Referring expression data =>
****************

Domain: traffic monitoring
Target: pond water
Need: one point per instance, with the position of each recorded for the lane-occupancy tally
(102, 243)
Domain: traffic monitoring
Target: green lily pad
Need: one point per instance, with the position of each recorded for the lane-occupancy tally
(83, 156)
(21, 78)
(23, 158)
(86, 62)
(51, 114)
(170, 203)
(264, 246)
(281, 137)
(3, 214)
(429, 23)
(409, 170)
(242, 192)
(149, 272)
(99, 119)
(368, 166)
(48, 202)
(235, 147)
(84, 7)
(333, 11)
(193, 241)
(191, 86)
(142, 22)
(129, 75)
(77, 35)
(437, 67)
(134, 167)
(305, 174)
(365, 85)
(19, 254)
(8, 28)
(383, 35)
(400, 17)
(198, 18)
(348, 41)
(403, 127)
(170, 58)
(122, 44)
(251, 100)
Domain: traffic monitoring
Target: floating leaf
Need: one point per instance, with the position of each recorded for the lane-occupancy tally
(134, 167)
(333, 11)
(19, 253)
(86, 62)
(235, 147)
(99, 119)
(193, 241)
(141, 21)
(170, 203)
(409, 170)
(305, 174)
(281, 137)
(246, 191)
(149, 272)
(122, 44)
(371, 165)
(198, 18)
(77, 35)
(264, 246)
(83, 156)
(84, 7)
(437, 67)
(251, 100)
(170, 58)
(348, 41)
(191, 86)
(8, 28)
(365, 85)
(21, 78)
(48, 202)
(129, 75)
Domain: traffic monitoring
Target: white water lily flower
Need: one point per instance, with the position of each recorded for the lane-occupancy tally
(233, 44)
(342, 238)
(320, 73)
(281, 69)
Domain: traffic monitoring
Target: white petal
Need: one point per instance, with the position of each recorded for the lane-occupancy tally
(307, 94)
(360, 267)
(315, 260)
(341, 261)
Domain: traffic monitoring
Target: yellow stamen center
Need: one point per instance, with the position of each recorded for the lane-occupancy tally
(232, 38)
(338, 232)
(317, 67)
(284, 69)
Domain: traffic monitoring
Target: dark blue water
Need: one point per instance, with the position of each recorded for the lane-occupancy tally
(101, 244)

****************

Work to complete => How many lines in the records include "Target"? Answer with the number alone.

Expected answer => 7